• [SHORT PROBLEM]:
Please transcribe all of the material below word for word, leaving the pictures out.

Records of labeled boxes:
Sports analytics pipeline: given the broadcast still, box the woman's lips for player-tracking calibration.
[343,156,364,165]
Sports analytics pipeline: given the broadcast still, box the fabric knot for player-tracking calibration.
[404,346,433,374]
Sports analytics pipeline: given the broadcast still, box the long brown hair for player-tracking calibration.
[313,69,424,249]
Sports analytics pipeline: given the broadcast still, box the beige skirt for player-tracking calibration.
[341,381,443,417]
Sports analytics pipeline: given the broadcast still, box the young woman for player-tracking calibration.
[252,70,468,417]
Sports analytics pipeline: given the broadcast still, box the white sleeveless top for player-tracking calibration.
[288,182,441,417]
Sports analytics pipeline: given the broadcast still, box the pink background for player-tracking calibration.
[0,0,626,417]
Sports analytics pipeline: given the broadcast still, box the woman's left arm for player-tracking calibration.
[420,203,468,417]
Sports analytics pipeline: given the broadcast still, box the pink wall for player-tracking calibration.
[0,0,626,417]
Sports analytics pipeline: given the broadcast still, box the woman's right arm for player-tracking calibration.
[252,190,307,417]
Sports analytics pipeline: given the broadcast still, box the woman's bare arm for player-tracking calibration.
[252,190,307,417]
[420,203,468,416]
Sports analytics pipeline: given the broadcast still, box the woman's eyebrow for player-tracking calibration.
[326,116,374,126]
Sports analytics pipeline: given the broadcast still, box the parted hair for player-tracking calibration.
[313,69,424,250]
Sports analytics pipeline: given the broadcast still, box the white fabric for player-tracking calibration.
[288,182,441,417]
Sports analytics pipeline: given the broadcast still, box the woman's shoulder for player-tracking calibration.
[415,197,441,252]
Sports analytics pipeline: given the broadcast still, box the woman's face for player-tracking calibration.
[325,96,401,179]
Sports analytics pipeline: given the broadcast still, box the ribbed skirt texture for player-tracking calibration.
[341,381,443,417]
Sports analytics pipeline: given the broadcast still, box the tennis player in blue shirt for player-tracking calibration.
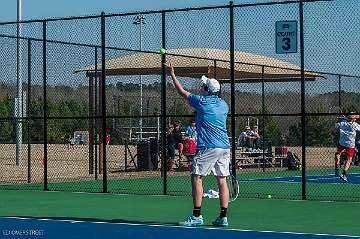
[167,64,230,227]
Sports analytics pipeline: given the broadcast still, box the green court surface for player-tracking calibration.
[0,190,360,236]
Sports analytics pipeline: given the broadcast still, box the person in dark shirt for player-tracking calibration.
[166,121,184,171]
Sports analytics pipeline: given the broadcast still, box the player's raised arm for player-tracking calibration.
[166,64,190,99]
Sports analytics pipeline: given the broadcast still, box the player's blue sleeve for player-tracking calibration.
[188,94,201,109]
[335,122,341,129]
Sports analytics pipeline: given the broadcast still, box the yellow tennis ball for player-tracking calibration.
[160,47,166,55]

• [OUTPUT BELOW]:
Sports analytics pipeline: given the broadcast still, box the woman's lips for player-tracking calibration.
[343,156,364,165]
Sports analytics pipeline: given the broadcast still, box the fabric knot for player-tracking calibration.
[404,346,433,374]
Sports analytics pipeline: given the broadcast still, box the long brown hair for player-tracking calibration.
[313,69,424,249]
Sports analytics pipeline: given the broadcast still, box the beige skirt for player-tracking calibration.
[341,381,443,417]
Sports analytics pipeline: given the broadcast still, box the young woman for player-tracking calibration.
[252,70,468,417]
Sports analytics pipeline: given the broadcast still, box the white sleeveless top for player-tracking calibration.
[288,182,441,417]
Sports analytics pipeline: given the broadcast still, box the pink background for player-tracking calibration.
[0,0,626,417]
Sports analytics pipeline: given the broadcast still, box the woman's left arm for player-tracking calibration.
[420,203,468,417]
Sports analytics pipeline: given the broadcast still, box the pink wall for player-tracking calibration.
[0,0,626,417]
Sports analytics pipeline: given the broadcast still, box the woman's right arm for player-tracking calibration.
[252,190,307,417]
Sports analytics pipeline: given the broadcast still, box the woman's bare arm for player-tracking calibration.
[252,190,307,417]
[420,203,468,416]
Sports analytics pipeline: given the broadcast still, box the woman's eyebrow for player-tracking calibration.
[326,116,374,126]
Sports analytics pipeline: given the broadcast still, box the parted hair for player-tracking calibration.
[313,69,424,250]
Sports analytics pipeline: given the broadcast still, box the white fabric for player-tracking calibration.
[288,182,441,417]
Sports analytics pipeline: given the broadcast still, box the woman's shoulder for player-tracking calibration.
[415,197,441,252]
Sports analytics pipeline: given the broadcast still, box the woman's face for player-tracking calibration.
[325,96,401,179]
Sports analytics pipeline: given the broadcast still, box the ribbed skirt texture for player-tracking calibration.
[341,381,443,417]
Sports analytics pipeline: given the broadcast still, box the tennis player in blue shirt for player-tracking calibration.
[167,64,230,227]
Sports analytics pipeline: given the broadcast still, box the green court surface for player-tracking calibration.
[0,190,360,236]
Sports analytics pipeline: given the broadcast still, box the person in dark shirt for player-tracking calibration.
[166,121,184,171]
Sports analytics pipeline: given the broadcast still, box the player's raised arm for player-tracking calibration.
[166,64,190,99]
Sports analytics pipeline: given the broadcast still, box the player's blue sleeve for player-tracking calibration.
[188,94,201,109]
[335,122,341,129]
Sports analytics pipeline: given the broadcast still, box the yellow tennis ball for player-tracking calibration.
[160,47,166,55]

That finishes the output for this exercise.